> [WHAT THIS TASK INVOLVES] From the explicit solver documentation below, write out everything from "Bases: SolverBase" down to "is below tolerance." word for word.

> [READING TEXT]
## BEGIN
4.4.3. pde.solvers.explicit module

Defines an explicit solver supporting various methods

class ExplicitSolver(pde, scheme='euler', *, backend='auto', adaptive=False, tolerance=0.0001)[source]

Bases: SolverBase

class for solving partial differential equations explicitly

Parameters
  • pde (PDEBase) – The instance describing the pde that needs to be solved

  • scheme (str) – Defines the explicit scheme to use. Supported values are ‘euler’ and ‘runge-kutta’ (or ‘rk’ for short).

  • backend (str) – Determines how the function is created. Accepted values are ‘numpy` and ‘numba’. Alternatively, ‘auto’ lets the code decide for the most optimal backend.

  • adaptive (bool) – When enabled, the time step is adjusted during the simulation using the error tolerance set with tolerance.

  • tolerance (float) – The error tolerance used in adaptive time stepping. This is used in adaptive time stepping to choose a time step which is small enough so the truncation error of a single step is below tolerance.

dt_max: float = 10000000000.0

maximal time step that the adaptive solver will use

Type

float

dt_min: float = 1e-10

minimal time step that the adaptive solver will use

Type

float

info: Dict[str, Any]
make_stepper(state, dt=None)[source]

return a stepper function using an explicit scheme

Parameters
  • state (FieldBase) – An example for the state from which the grid and other information can be extracted

  • dt (float) – Time step of the explicit stepping. If None, this solver specifies 1e-3 as a default value.

Returns

Function that can be called to advance the state from time t_start to time t_end. The function call signature is (state: numpy.ndarray, t_start: float, t_end: float)

Return type

Callable[[FieldBase, float, float], float]

name = 'explicit'
## END
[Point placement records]
## BEGIN
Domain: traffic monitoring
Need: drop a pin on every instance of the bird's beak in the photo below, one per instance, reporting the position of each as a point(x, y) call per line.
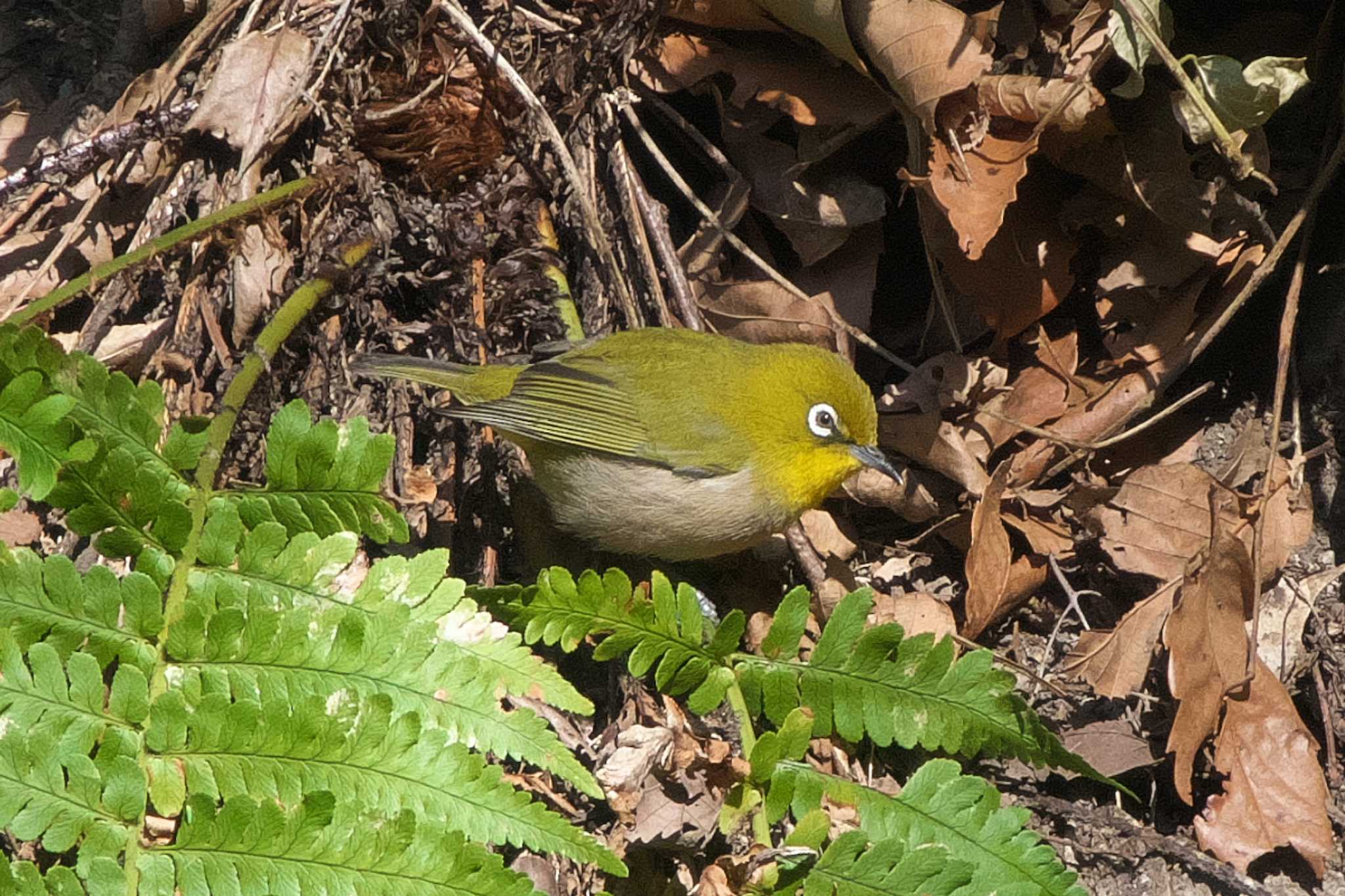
point(873, 456)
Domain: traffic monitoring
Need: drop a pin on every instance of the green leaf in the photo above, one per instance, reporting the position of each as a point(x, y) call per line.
point(904, 691)
point(108, 617)
point(33, 430)
point(1243, 98)
point(326, 479)
point(854, 867)
point(942, 807)
point(666, 629)
point(315, 848)
point(1133, 46)
point(357, 747)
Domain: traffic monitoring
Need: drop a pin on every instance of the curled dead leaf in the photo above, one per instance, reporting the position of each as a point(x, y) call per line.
point(1275, 793)
point(925, 50)
point(916, 613)
point(1032, 98)
point(1115, 661)
point(997, 582)
point(1207, 648)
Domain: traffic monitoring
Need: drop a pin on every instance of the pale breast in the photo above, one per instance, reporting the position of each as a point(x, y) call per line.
point(639, 508)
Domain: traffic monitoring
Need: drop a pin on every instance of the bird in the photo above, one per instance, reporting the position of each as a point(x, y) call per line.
point(670, 444)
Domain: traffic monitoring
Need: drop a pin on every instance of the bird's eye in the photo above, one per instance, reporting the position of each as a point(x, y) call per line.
point(822, 419)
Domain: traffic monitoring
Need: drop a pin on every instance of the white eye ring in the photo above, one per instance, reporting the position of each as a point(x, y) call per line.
point(822, 419)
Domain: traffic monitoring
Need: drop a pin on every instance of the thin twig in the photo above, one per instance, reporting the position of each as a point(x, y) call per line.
point(625, 174)
point(490, 555)
point(579, 186)
point(708, 214)
point(1324, 179)
point(657, 228)
point(1105, 444)
point(811, 565)
point(1283, 352)
point(1074, 605)
point(1049, 685)
point(1324, 703)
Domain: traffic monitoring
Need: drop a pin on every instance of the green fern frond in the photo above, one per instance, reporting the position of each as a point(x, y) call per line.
point(34, 429)
point(854, 867)
point(99, 613)
point(51, 716)
point(318, 847)
point(894, 689)
point(128, 504)
point(314, 727)
point(667, 629)
point(324, 479)
point(942, 806)
point(257, 648)
point(357, 747)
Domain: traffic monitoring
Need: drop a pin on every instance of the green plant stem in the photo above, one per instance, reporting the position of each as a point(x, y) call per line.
point(295, 308)
point(761, 829)
point(187, 232)
point(565, 307)
point(1227, 147)
point(268, 343)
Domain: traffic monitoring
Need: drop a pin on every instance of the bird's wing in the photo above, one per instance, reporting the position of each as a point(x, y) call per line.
point(568, 402)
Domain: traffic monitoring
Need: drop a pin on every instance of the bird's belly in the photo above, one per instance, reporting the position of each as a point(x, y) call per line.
point(639, 508)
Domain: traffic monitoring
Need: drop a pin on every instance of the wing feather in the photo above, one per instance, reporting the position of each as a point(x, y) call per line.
point(565, 405)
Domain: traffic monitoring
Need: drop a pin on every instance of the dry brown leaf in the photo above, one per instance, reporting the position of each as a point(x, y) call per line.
point(916, 613)
point(1160, 521)
point(1207, 648)
point(1036, 396)
point(1275, 793)
point(1115, 661)
point(805, 86)
point(1146, 164)
point(678, 811)
point(826, 536)
point(915, 500)
point(639, 750)
point(1024, 270)
point(923, 49)
point(19, 527)
point(1046, 536)
point(1124, 396)
point(254, 89)
point(1283, 614)
point(933, 442)
point(1030, 98)
point(715, 882)
point(1110, 746)
point(762, 310)
point(996, 581)
point(260, 269)
point(944, 381)
point(975, 207)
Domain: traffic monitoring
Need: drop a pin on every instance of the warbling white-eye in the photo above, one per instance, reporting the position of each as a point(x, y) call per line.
point(669, 442)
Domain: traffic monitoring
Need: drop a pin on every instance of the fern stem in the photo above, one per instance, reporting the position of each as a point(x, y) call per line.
point(191, 230)
point(295, 308)
point(761, 829)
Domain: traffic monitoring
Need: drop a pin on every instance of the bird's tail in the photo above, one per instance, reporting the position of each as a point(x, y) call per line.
point(470, 385)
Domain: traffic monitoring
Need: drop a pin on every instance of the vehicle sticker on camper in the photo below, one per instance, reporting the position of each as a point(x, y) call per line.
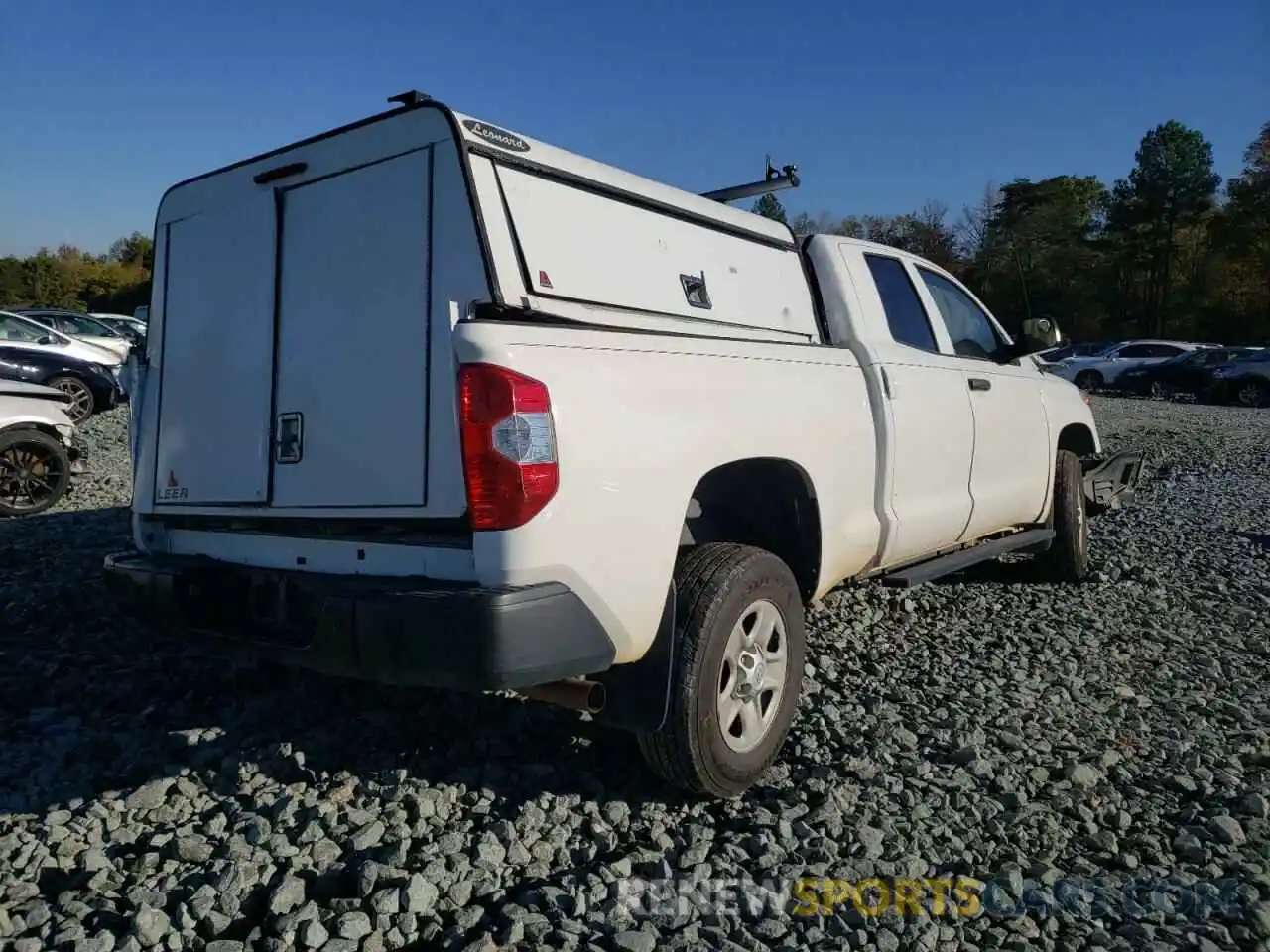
point(499, 137)
point(173, 490)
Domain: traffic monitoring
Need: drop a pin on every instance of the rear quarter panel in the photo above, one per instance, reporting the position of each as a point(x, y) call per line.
point(639, 420)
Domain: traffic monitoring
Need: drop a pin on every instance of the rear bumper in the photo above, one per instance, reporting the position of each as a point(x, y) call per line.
point(389, 631)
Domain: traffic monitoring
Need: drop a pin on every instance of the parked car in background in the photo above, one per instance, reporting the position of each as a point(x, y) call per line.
point(37, 448)
point(1103, 368)
point(123, 325)
point(1191, 372)
point(90, 386)
point(80, 326)
point(1072, 348)
point(22, 331)
point(1245, 381)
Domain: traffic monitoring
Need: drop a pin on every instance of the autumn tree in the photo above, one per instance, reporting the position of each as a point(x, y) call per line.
point(1171, 186)
point(770, 207)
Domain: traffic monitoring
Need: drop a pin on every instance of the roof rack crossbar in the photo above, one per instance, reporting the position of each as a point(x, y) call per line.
point(772, 180)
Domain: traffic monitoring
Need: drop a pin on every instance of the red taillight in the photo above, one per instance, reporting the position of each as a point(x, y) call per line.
point(508, 440)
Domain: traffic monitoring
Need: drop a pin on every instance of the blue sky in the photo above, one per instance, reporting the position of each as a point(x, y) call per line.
point(881, 104)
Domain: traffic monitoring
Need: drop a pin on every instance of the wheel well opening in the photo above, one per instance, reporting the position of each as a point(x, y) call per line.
point(1078, 438)
point(763, 503)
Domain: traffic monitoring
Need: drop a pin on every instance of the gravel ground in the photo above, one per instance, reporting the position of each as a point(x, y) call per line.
point(1071, 749)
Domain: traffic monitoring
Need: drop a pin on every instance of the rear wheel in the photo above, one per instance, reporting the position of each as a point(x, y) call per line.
point(82, 403)
point(738, 673)
point(1088, 380)
point(1069, 556)
point(35, 472)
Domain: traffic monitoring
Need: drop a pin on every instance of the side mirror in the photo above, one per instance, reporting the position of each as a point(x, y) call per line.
point(1038, 334)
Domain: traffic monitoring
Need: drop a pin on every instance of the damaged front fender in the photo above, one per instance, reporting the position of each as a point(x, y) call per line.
point(1110, 483)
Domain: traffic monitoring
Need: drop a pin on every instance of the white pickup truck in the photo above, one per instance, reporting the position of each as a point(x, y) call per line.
point(426, 402)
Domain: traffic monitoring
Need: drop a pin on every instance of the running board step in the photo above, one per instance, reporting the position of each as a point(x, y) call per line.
point(962, 558)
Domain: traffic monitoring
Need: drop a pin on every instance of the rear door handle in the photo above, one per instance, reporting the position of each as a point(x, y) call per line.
point(289, 438)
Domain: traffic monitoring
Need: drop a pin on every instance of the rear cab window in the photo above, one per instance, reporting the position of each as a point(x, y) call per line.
point(906, 315)
point(968, 325)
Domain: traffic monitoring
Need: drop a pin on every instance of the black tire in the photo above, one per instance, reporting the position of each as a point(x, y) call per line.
point(1088, 380)
point(1069, 556)
point(717, 585)
point(35, 472)
point(82, 403)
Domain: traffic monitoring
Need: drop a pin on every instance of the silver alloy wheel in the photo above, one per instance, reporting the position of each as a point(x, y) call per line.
point(752, 676)
point(80, 407)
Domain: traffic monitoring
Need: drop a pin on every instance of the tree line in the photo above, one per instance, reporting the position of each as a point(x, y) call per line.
point(116, 282)
point(1166, 252)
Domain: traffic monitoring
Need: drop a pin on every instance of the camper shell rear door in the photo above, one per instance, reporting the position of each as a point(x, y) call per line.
point(303, 321)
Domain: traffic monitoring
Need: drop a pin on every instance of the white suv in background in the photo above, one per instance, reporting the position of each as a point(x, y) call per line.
point(17, 330)
point(1102, 368)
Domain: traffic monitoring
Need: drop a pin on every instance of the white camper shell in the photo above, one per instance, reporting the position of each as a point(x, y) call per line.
point(316, 290)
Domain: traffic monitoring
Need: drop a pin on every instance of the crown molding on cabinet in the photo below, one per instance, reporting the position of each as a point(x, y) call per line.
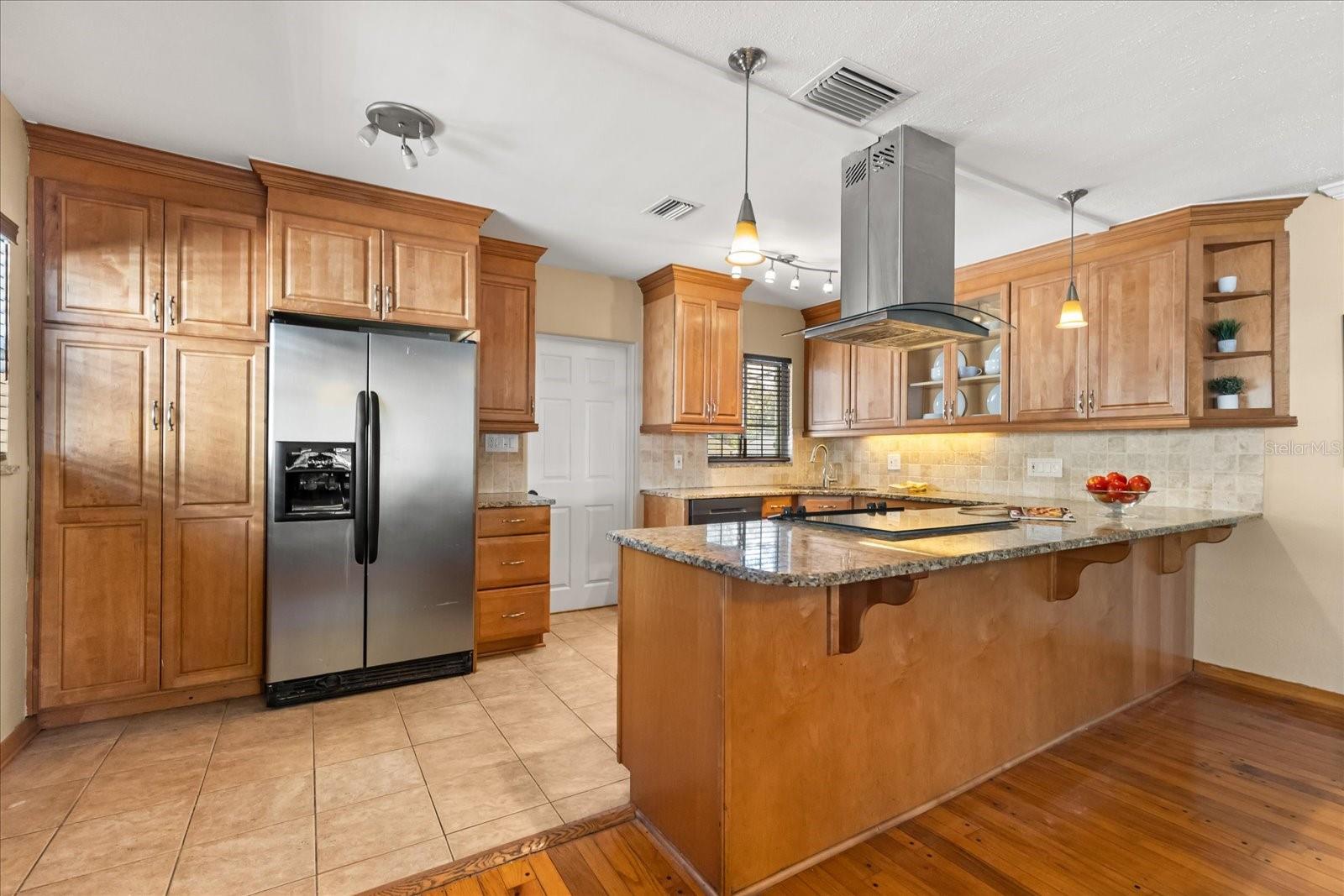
point(313, 184)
## END
> [EXPECTED ANSWER]
Bases: SolverBase

class for solving partial differential equations explicitly

Parameters
  • pde (PDEBase) – The instance describing the pde that needs to be solved

  • scheme (str) – Defines the explicit scheme to use. Supported values are ‘euler’ and ‘runge-kutta’ (or ‘rk’ for short).

  • backend (str) – Determines how the function is created. Accepted values are ‘numpy` and ‘numba’. Alternatively, ‘auto’ lets the code decide for the most optimal backend.

  • adaptive (bool) – When enabled, the time step is adjusted during the simulation using the error tolerance set with tolerance.

  • tolerance (float) – The error tolerance used in adaptive time stepping. This is used in adaptive time stepping to choose a time step which is small enough so the truncation error of a single step is below tolerance.